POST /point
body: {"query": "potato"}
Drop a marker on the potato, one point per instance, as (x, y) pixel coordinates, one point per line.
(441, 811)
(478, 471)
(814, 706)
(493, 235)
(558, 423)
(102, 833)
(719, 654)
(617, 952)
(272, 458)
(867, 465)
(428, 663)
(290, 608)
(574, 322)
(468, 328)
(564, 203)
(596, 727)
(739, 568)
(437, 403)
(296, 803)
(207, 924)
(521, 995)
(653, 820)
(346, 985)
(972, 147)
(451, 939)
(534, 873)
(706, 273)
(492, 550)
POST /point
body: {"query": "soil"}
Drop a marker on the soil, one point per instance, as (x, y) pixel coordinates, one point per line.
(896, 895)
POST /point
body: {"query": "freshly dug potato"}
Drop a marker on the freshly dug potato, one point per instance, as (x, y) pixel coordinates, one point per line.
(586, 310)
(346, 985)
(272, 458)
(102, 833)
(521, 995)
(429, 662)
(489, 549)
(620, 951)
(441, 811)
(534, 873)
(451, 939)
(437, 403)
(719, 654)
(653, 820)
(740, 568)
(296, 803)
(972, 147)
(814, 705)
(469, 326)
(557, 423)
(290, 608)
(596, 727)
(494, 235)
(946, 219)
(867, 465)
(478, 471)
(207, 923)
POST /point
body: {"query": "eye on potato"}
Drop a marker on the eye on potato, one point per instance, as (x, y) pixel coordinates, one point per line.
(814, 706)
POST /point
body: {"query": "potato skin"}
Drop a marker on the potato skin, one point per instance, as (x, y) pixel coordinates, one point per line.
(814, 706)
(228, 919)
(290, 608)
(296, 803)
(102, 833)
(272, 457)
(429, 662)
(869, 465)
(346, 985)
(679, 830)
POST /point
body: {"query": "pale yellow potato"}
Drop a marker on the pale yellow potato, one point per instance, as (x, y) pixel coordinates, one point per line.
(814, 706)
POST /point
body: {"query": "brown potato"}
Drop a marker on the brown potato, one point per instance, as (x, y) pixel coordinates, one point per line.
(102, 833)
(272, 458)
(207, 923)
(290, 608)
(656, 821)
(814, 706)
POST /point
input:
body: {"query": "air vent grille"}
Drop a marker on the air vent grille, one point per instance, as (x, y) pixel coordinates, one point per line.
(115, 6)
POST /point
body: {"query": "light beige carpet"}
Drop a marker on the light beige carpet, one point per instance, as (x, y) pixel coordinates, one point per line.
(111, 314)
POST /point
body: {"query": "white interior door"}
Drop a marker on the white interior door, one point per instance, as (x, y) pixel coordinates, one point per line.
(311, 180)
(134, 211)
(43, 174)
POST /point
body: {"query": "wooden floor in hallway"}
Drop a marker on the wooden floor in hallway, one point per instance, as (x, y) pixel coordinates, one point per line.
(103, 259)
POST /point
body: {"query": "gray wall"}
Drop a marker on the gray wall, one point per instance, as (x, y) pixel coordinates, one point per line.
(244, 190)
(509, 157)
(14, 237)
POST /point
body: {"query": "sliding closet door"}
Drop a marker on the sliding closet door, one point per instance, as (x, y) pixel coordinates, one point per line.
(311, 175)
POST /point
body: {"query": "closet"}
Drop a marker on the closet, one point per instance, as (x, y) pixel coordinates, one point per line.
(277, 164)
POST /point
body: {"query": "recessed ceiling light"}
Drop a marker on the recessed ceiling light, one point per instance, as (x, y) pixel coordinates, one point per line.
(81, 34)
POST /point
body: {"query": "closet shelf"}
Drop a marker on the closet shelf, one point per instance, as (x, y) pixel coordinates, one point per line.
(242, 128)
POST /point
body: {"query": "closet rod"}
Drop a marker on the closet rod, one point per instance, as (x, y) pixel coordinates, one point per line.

■ ■ ■

Transcribe the material above word for word.

POST /point
body: {"query": "potato"}
Drop a marker on the potato, one point per instance, as (x, y) pixel coordinates, one point per line.
(441, 811)
(478, 471)
(814, 706)
(493, 235)
(558, 423)
(102, 833)
(719, 654)
(617, 952)
(272, 458)
(867, 465)
(428, 663)
(290, 608)
(574, 322)
(468, 328)
(564, 203)
(596, 727)
(739, 568)
(437, 403)
(296, 803)
(207, 924)
(521, 995)
(653, 820)
(346, 985)
(972, 147)
(451, 939)
(534, 873)
(706, 273)
(492, 550)
POST /point
body: {"query": "soil"}
Drop a marker on the soil, one point per instance, as (x, y) pixel coordinates, one point per line.
(896, 895)
POST /point
body: {"query": "freshly dug potato"}
Drop a marker on the freshly dug potato, one point per instance, as (x, y) pixel coordinates, one point per line.
(586, 310)
(346, 985)
(272, 458)
(102, 833)
(521, 995)
(429, 662)
(489, 549)
(620, 951)
(441, 811)
(534, 873)
(451, 939)
(437, 403)
(719, 654)
(653, 820)
(740, 568)
(296, 803)
(972, 147)
(814, 705)
(469, 326)
(557, 423)
(290, 608)
(596, 727)
(494, 235)
(946, 219)
(867, 465)
(478, 471)
(207, 923)
POST /point
body: {"query": "eye on potato"}
Drop a marker on the eye on potato, one point per instance, as (x, y) pixel coordinates, one point per line.
(814, 706)
POST /point
body: {"query": "potato skin"}
Drop a marker on the potato skin, one point per instance, as (x, y) pixel coordinates, one point per line.
(814, 706)
(228, 919)
(290, 608)
(296, 803)
(102, 833)
(272, 457)
(429, 662)
(869, 465)
(346, 985)
(679, 830)
POST /point
body: {"query": "pale yellow potato"}
Drop a marker on the pale yellow potato, one point per instance, as (x, y) pixel coordinates, one point per line.
(814, 706)
POST /point
body: {"query": "brown potato"}
Drop a marker on the brown potato, one point per instance, as (x, y) pixel coordinates, one point per line.
(102, 833)
(272, 458)
(207, 923)
(290, 608)
(656, 821)
(814, 706)
POST /point
input:
body: {"query": "air vent grille"}
Drop a marker on the air vent grille, one point per instance, as (x, y) pixel coordinates, one point per line.
(115, 6)
POST /point
body: {"query": "light beige carpet"}
Drop a marker on the light beige carpet, one point per instance, as (x, y) pixel coordinates, one point per line.
(111, 314)
POST /point
body: {"query": "white interior door"}
Drop a marker on the white interior door, one point per instance, as (x, y) pixel coordinates, one point per line.
(311, 180)
(134, 211)
(43, 174)
POST /point
body: {"query": "wooden floor in hallway"}
Drop a marker on the wooden floor in hallway, one point per instance, as (x, y) pixel coordinates, one point per line.
(103, 259)
POST /point
body: {"query": "gray wall"}
Drop a marker on the gray wall, one point per instance, as (x, y) pixel coordinates, one point per line.
(244, 190)
(509, 157)
(14, 237)
POST /point
body: {"query": "sliding closet door"}
Drop a marker on the sliding closet door, one point per instance, as (x, y) pixel coordinates, one point per line.
(311, 175)
POST /point
body: {"query": "closet"}
Drop a marker on the closet, one point per instance, as (x, y) pixel coordinates, one point per line.
(277, 164)
POST /point
body: {"query": "recessed ceiling light"}
Drop a marker on the recessed ceiling light, one point per instance, as (x, y) pixel coordinates, one point per line.
(81, 34)
POST /point
body: {"query": "closet shelf"}
Drop a marker on the closet shelf, one point per instance, as (x, y) pixel coordinates, one point per line.
(242, 128)
POST /point
body: {"query": "closet rod"}
Drop a marker on the closet rod, one point per instance, as (x, y) pixel coordinates, one point per line.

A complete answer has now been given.